##### DATASET ENTRIES #####
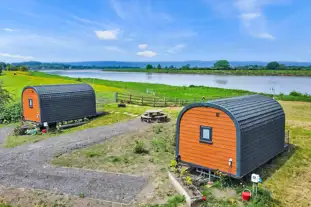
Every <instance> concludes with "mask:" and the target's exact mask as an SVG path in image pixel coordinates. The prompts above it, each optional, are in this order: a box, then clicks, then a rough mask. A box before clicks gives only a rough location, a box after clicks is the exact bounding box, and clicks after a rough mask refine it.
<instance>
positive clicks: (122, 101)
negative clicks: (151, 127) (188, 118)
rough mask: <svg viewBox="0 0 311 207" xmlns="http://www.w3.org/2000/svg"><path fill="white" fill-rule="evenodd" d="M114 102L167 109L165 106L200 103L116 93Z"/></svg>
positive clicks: (181, 100)
mask: <svg viewBox="0 0 311 207" xmlns="http://www.w3.org/2000/svg"><path fill="white" fill-rule="evenodd" d="M115 100H116V102H123V103H129V104H136V105H142V106H153V107H167V106H185V105H187V104H190V103H194V102H198V101H201V100H199V99H197V100H196V99H194V100H182V99H177V98H175V99H172V98H171V99H168V98H159V97H152V96H137V95H132V94H124V93H116V94H115Z"/></svg>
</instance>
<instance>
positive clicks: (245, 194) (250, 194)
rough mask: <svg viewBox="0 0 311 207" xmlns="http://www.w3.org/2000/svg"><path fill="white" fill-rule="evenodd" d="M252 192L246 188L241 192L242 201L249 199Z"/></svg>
mask: <svg viewBox="0 0 311 207" xmlns="http://www.w3.org/2000/svg"><path fill="white" fill-rule="evenodd" d="M251 196H252V193H251V191H250V190H248V189H246V190H244V191H243V192H242V199H243V200H244V201H249V199H251Z"/></svg>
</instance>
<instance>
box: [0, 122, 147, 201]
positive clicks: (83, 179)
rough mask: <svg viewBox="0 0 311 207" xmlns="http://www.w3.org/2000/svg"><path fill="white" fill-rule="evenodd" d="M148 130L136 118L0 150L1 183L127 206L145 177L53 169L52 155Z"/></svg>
mask: <svg viewBox="0 0 311 207" xmlns="http://www.w3.org/2000/svg"><path fill="white" fill-rule="evenodd" d="M148 127H149V125H148V124H145V123H141V122H140V120H138V119H136V120H131V121H128V122H120V123H117V124H113V125H109V126H104V127H98V128H92V129H86V130H84V131H80V132H76V133H73V134H66V135H61V136H59V137H55V138H49V139H46V140H44V141H41V142H37V143H35V144H29V145H23V146H19V147H16V148H14V149H0V184H1V185H3V186H7V187H16V188H19V187H21V188H29V189H44V190H48V191H53V192H56V193H66V194H70V195H76V196H79V195H83V197H88V198H95V199H101V200H108V201H112V202H119V203H125V204H129V203H131V201H132V200H133V199H134V198H135V196H136V195H137V194H139V193H140V191H141V190H142V189H143V187H144V186H145V185H146V184H147V182H148V181H147V178H146V177H141V176H130V175H125V174H116V173H105V172H98V171H88V170H83V169H73V168H72V169H71V168H61V167H58V168H55V167H53V166H51V165H49V162H50V160H51V159H53V158H54V156H57V155H60V154H63V153H66V152H70V151H72V150H74V149H79V148H84V147H86V146H88V145H94V144H96V143H101V142H104V141H107V140H109V139H110V138H112V137H115V136H118V135H121V134H126V133H130V132H133V131H139V130H142V131H144V130H145V129H146V128H148ZM12 197H13V196H12Z"/></svg>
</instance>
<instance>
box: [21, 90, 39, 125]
mask: <svg viewBox="0 0 311 207" xmlns="http://www.w3.org/2000/svg"><path fill="white" fill-rule="evenodd" d="M29 99H32V104H33V107H32V108H30V107H29ZM23 116H24V120H27V121H34V122H40V105H39V98H38V94H37V93H36V91H35V90H33V89H31V88H27V89H26V90H24V92H23Z"/></svg>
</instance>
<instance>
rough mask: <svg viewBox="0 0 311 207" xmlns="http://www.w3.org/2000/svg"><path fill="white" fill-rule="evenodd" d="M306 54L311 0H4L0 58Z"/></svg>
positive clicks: (257, 57)
mask: <svg viewBox="0 0 311 207" xmlns="http://www.w3.org/2000/svg"><path fill="white" fill-rule="evenodd" d="M219 59H227V60H230V61H274V60H275V61H299V62H306V61H310V62H311V1H310V0H66V1H65V0H1V3H0V61H4V62H20V61H44V62H77V61H186V60H219Z"/></svg>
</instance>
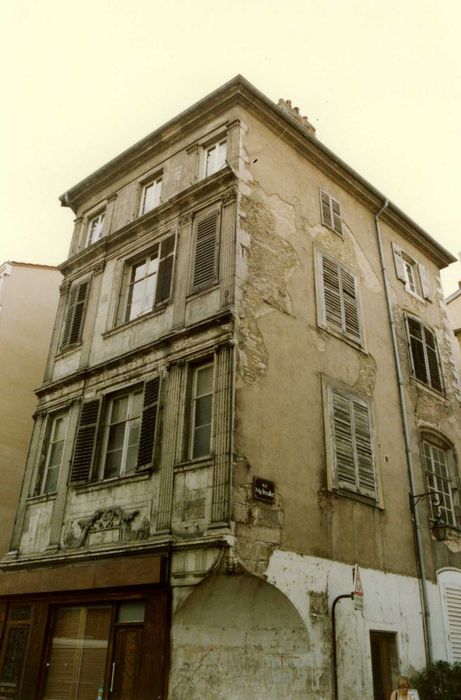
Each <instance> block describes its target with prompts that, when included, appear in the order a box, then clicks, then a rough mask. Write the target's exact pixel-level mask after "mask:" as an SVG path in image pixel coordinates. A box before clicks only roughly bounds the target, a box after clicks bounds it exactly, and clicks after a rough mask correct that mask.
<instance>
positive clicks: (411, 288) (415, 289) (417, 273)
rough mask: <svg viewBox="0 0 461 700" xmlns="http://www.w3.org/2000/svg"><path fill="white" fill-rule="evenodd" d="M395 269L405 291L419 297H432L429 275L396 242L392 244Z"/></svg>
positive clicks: (429, 297)
mask: <svg viewBox="0 0 461 700" xmlns="http://www.w3.org/2000/svg"><path fill="white" fill-rule="evenodd" d="M392 250H393V253H394V264H395V271H396V274H397V277H398V279H399V280H401V281H402V282H403V283H404V284H405V289H406V290H407V292H410V293H411V294H413V295H415V296H417V297H419V298H420V299H428V300H431V299H432V294H431V287H430V283H429V275H428V272H427V269H426V268H425V267H424V265H421V264H419V263H417V262H416V260H414V259H413V258H412V257H411V256H410V255H408V253H406V252H405V251H404V250H402V249H401V248H400V247H399V246H398V245H397V244H396V243H393V244H392Z"/></svg>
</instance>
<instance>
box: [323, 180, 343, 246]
mask: <svg viewBox="0 0 461 700" xmlns="http://www.w3.org/2000/svg"><path fill="white" fill-rule="evenodd" d="M320 211H321V214H322V224H323V225H324V226H326V227H327V228H329V229H331V230H332V231H334V232H335V233H337V234H338V235H339V236H342V235H343V222H342V219H341V206H340V204H339V202H337V201H336V199H333V197H332V196H331V195H329V194H328V192H325V190H320Z"/></svg>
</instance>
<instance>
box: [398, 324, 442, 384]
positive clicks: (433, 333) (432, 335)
mask: <svg viewBox="0 0 461 700" xmlns="http://www.w3.org/2000/svg"><path fill="white" fill-rule="evenodd" d="M406 324H407V333H408V341H409V348H410V359H411V370H412V374H413V376H414V377H415V378H416V379H419V380H420V381H421V382H424V384H427V386H429V387H431V389H435V390H436V391H440V392H442V391H443V381H442V369H441V365H440V355H439V349H438V345H437V339H436V337H435V333H434V332H433V331H431V330H430V329H429V328H428V327H427V326H426V325H425V324H424V323H422V321H420V320H419V319H418V318H415V317H414V316H407V317H406Z"/></svg>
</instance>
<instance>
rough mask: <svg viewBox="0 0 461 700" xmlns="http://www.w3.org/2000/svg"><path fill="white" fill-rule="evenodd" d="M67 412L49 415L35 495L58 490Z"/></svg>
mask: <svg viewBox="0 0 461 700" xmlns="http://www.w3.org/2000/svg"><path fill="white" fill-rule="evenodd" d="M67 419H68V415H67V413H58V414H55V415H50V416H48V420H47V425H46V430H45V437H44V439H43V443H42V449H41V456H40V463H39V469H38V473H37V479H36V483H35V489H34V495H38V494H40V493H54V492H55V491H56V490H57V486H58V479H59V473H60V471H61V464H62V456H63V452H64V444H65V440H66V434H67Z"/></svg>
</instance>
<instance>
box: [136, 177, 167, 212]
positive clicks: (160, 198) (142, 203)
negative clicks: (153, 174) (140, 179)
mask: <svg viewBox="0 0 461 700" xmlns="http://www.w3.org/2000/svg"><path fill="white" fill-rule="evenodd" d="M156 186H157V190H156V189H155V188H156ZM151 187H153V188H154V194H155V193H157V194H156V196H155V198H154V202H153V203H152V205H151V206H147V205H146V199H147V193H148V191H149V189H150V188H151ZM162 187H163V173H157V174H156V175H154V176H153V177H151V178H149V180H145V181H144V182H143V183H142V189H141V197H140V201H139V216H143V215H144V214H148V213H149V212H150V211H153V210H154V209H156V208H157V207H158V206H160V204H161V203H162Z"/></svg>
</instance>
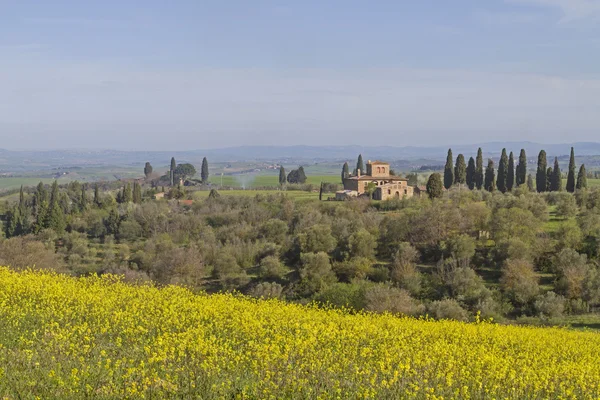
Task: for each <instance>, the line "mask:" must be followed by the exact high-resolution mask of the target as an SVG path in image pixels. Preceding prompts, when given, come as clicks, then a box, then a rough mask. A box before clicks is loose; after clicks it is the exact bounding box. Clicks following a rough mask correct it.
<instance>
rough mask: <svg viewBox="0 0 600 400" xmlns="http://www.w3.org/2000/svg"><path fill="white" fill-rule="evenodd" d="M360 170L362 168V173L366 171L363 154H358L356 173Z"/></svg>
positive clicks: (361, 169)
mask: <svg viewBox="0 0 600 400" xmlns="http://www.w3.org/2000/svg"><path fill="white" fill-rule="evenodd" d="M358 170H360V173H361V174H362V175H364V174H365V173H366V171H365V164H364V163H363V160H362V154H359V155H358V161H357V162H356V173H358Z"/></svg>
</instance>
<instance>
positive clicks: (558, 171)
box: [550, 157, 575, 192]
mask: <svg viewBox="0 0 600 400" xmlns="http://www.w3.org/2000/svg"><path fill="white" fill-rule="evenodd" d="M573 168H575V167H573ZM550 190H551V191H553V192H559V191H561V190H562V174H561V172H560V167H559V166H558V157H554V170H553V171H552V180H551V181H550Z"/></svg>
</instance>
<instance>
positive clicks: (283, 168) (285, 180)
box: [279, 165, 287, 186]
mask: <svg viewBox="0 0 600 400" xmlns="http://www.w3.org/2000/svg"><path fill="white" fill-rule="evenodd" d="M286 181H287V175H286V174H285V168H283V165H282V166H280V167H279V185H281V186H283V185H285V182H286Z"/></svg>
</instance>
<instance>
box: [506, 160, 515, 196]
mask: <svg viewBox="0 0 600 400" xmlns="http://www.w3.org/2000/svg"><path fill="white" fill-rule="evenodd" d="M514 186H515V157H514V156H513V153H512V151H511V152H510V154H509V155H508V175H506V190H508V191H511V190H512V189H513V187H514Z"/></svg>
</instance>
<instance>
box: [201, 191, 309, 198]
mask: <svg viewBox="0 0 600 400" xmlns="http://www.w3.org/2000/svg"><path fill="white" fill-rule="evenodd" d="M209 193H210V192H209V191H208V190H201V191H197V192H194V194H193V198H194V199H195V200H201V199H205V198H207V197H208V194H209ZM219 194H220V195H221V196H243V197H254V196H257V195H263V196H266V195H270V194H283V195H285V196H288V197H290V198H292V199H294V200H318V199H319V193H318V192H305V191H301V190H287V191H282V190H253V189H248V190H226V189H224V190H219Z"/></svg>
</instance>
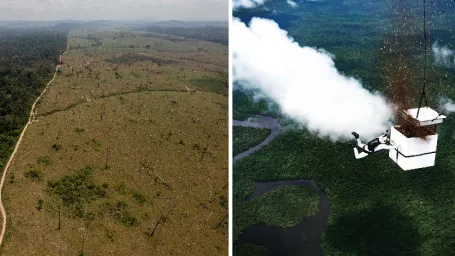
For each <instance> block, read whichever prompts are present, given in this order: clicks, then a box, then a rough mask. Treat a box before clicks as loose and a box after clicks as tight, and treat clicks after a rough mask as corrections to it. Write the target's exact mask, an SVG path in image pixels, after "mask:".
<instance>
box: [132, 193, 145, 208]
mask: <svg viewBox="0 0 455 256" xmlns="http://www.w3.org/2000/svg"><path fill="white" fill-rule="evenodd" d="M133 198H134V199H135V200H136V201H137V202H138V203H139V204H140V205H143V204H144V203H145V201H147V199H146V198H145V196H144V195H142V194H139V193H137V192H134V193H133Z"/></svg>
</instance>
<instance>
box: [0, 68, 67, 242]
mask: <svg viewBox="0 0 455 256" xmlns="http://www.w3.org/2000/svg"><path fill="white" fill-rule="evenodd" d="M59 67H60V65H57V67H56V68H55V73H54V76H53V77H52V80H51V81H49V83H47V85H46V87H45V88H44V90H43V92H41V94H40V96H39V97H38V98H37V99H36V100H35V102H34V103H33V105H32V109H31V110H30V115H29V118H28V122H27V124H26V125H25V127H24V129H23V130H22V133H21V136H19V139H18V140H17V143H16V146H15V147H14V151H13V153H12V154H11V156H10V158H9V159H8V162H7V163H6V166H5V169H4V170H3V174H2V180H1V182H0V212H1V214H2V233H1V234H0V246H1V245H2V243H3V237H4V236H5V231H6V212H5V207H3V201H2V190H3V184H4V182H5V177H6V174H7V173H8V168H9V166H10V165H11V163H12V162H13V159H14V156H15V155H16V152H17V149H18V148H19V146H20V144H21V142H22V139H23V137H24V134H25V131H26V130H27V128H28V126H29V125H30V124H31V123H33V121H34V120H35V117H36V115H35V106H36V103H37V102H38V101H39V100H40V99H41V97H42V96H43V95H44V93H45V92H46V90H47V88H48V87H49V85H50V84H51V83H52V82H53V81H54V79H55V77H56V76H57V70H58V69H59Z"/></svg>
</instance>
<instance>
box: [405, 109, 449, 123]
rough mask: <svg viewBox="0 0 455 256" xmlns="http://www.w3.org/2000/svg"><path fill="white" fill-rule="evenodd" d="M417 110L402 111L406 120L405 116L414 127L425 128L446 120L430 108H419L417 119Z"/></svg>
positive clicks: (437, 112)
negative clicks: (411, 122) (418, 114)
mask: <svg viewBox="0 0 455 256" xmlns="http://www.w3.org/2000/svg"><path fill="white" fill-rule="evenodd" d="M418 110H419V109H418V108H411V109H407V110H405V111H403V114H404V116H405V118H406V119H409V118H408V117H407V116H408V115H409V116H410V117H411V120H412V121H413V122H414V123H415V124H416V126H426V125H433V124H440V123H442V121H443V120H444V118H446V116H444V115H439V113H438V112H436V111H435V110H433V109H432V108H430V107H423V108H420V111H419V118H416V116H417V112H418Z"/></svg>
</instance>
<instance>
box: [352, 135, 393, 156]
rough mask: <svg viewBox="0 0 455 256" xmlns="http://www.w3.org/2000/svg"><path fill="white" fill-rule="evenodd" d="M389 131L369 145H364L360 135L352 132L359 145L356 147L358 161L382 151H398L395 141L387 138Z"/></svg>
mask: <svg viewBox="0 0 455 256" xmlns="http://www.w3.org/2000/svg"><path fill="white" fill-rule="evenodd" d="M388 132H389V131H388V130H387V131H386V132H385V133H384V134H383V135H381V136H379V137H377V138H375V139H373V140H371V141H370V142H368V143H367V144H364V143H362V142H361V141H360V139H359V134H358V133H356V132H352V135H353V136H354V137H355V139H356V140H357V144H356V145H355V146H354V148H353V149H354V155H355V158H356V159H360V158H364V157H366V156H368V155H371V154H374V153H377V152H378V151H380V150H390V149H396V148H397V146H396V145H393V141H391V140H390V138H389V137H388V136H387V134H388Z"/></svg>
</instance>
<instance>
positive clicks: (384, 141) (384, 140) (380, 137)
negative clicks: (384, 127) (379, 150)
mask: <svg viewBox="0 0 455 256" xmlns="http://www.w3.org/2000/svg"><path fill="white" fill-rule="evenodd" d="M388 141H389V138H387V136H380V137H379V142H381V143H387V142H388Z"/></svg>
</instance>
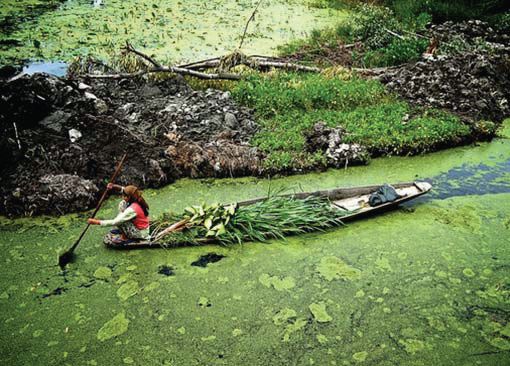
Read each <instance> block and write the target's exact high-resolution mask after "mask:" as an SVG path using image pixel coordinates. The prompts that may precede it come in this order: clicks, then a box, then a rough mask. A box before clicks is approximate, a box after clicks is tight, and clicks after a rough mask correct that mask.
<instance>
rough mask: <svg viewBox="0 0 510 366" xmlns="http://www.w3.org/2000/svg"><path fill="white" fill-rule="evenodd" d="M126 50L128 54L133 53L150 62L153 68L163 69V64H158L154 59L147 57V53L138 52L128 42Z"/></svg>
mask: <svg viewBox="0 0 510 366" xmlns="http://www.w3.org/2000/svg"><path fill="white" fill-rule="evenodd" d="M124 49H125V50H126V51H128V52H132V53H134V54H135V55H138V56H140V57H141V58H143V59H145V60H147V61H149V62H150V63H151V64H152V65H153V66H155V67H161V64H160V63H159V62H157V61H156V60H154V59H153V58H152V57H150V56H149V55H146V54H145V53H143V52H140V51H138V50H136V49H135V48H134V47H133V46H132V45H131V44H130V43H129V42H128V41H126V47H124Z"/></svg>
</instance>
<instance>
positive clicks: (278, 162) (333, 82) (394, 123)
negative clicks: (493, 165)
mask: <svg viewBox="0 0 510 366" xmlns="http://www.w3.org/2000/svg"><path fill="white" fill-rule="evenodd" d="M232 95H233V97H234V98H236V99H237V100H238V101H239V102H240V103H242V104H245V105H248V106H250V107H252V108H255V110H256V114H257V116H258V124H259V125H260V131H259V132H258V133H257V134H256V135H255V136H254V138H253V140H252V143H253V144H254V145H255V146H257V147H258V148H259V149H260V150H261V151H263V152H264V153H265V154H266V155H267V159H266V161H265V163H266V166H267V167H271V168H274V169H284V170H285V169H291V168H304V169H306V168H310V167H314V166H324V164H325V157H324V155H323V154H322V153H321V152H315V153H309V152H307V146H306V139H305V134H306V133H307V132H308V131H309V130H310V129H311V128H312V127H313V126H314V124H315V123H317V122H319V121H323V122H325V123H326V124H327V125H328V126H330V127H339V126H341V127H343V128H344V129H345V130H346V132H347V136H346V137H345V139H344V141H345V142H346V143H358V144H361V145H364V146H366V147H367V148H368V149H369V150H370V152H371V153H372V154H373V155H381V154H397V155H398V154H416V153H422V152H427V151H431V150H434V149H436V148H438V147H441V146H448V145H449V144H455V143H458V142H460V141H462V140H463V139H466V138H467V137H468V136H469V135H470V133H471V130H470V128H469V127H468V126H466V125H465V124H464V123H462V121H461V120H460V119H459V118H458V117H456V116H454V115H452V114H449V113H446V112H441V111H434V110H432V111H431V110H419V109H415V108H412V107H411V106H410V105H409V104H407V103H406V102H402V101H399V100H397V98H396V97H395V96H393V95H390V94H388V93H387V92H386V91H385V89H384V87H383V86H382V85H381V84H380V83H379V82H376V81H373V80H362V79H358V78H355V77H354V78H351V79H349V80H340V79H338V78H334V77H333V78H329V77H326V76H324V75H321V74H308V75H303V74H294V73H279V74H275V75H272V76H253V77H251V78H250V79H248V80H245V81H242V82H240V83H239V84H237V86H236V87H235V88H234V89H233V90H232Z"/></svg>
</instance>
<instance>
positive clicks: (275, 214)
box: [152, 195, 349, 245]
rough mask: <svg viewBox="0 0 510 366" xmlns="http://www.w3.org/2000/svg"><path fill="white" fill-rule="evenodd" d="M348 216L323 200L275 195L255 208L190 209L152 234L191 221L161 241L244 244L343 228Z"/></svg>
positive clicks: (237, 206)
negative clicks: (299, 198) (335, 228)
mask: <svg viewBox="0 0 510 366" xmlns="http://www.w3.org/2000/svg"><path fill="white" fill-rule="evenodd" d="M348 213H349V212H348V211H340V210H337V209H334V208H332V207H331V204H330V202H329V200H327V199H325V198H321V197H314V196H310V197H307V198H304V199H298V198H295V197H293V196H275V195H273V196H269V197H268V198H266V199H264V200H262V201H258V202H256V203H253V204H251V205H238V204H235V203H234V204H231V205H219V204H213V205H201V206H193V207H188V208H186V209H185V212H184V213H183V214H182V215H173V214H167V215H166V216H165V215H164V216H163V217H162V218H161V219H160V220H157V222H156V226H155V229H154V231H153V233H152V235H153V237H155V236H157V235H158V233H160V232H162V230H164V228H165V227H168V226H170V225H171V224H173V223H174V222H176V221H180V220H188V222H187V224H186V226H185V228H184V230H182V231H180V232H172V233H169V234H167V235H164V236H162V237H161V238H160V239H159V240H158V241H159V242H161V243H164V244H167V245H184V244H195V245H197V244H201V243H206V242H217V243H220V244H223V245H230V244H234V243H239V244H240V243H243V242H246V241H265V240H268V239H283V238H284V237H285V236H288V235H296V234H301V233H305V232H311V231H316V230H324V229H327V228H330V227H334V226H339V225H342V221H341V218H342V216H345V215H346V214H348Z"/></svg>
#####
◆ WORK REQUIRED:
Begin at the line above that has "box: [136, 177, 167, 212]" and stop after the line that has "positive clicks: (160, 198) (142, 203)", copying each line exactly and adding nothing else.

◆ TASK OUTPUT:
box: [136, 177, 167, 212]
positive clicks: (160, 198) (142, 203)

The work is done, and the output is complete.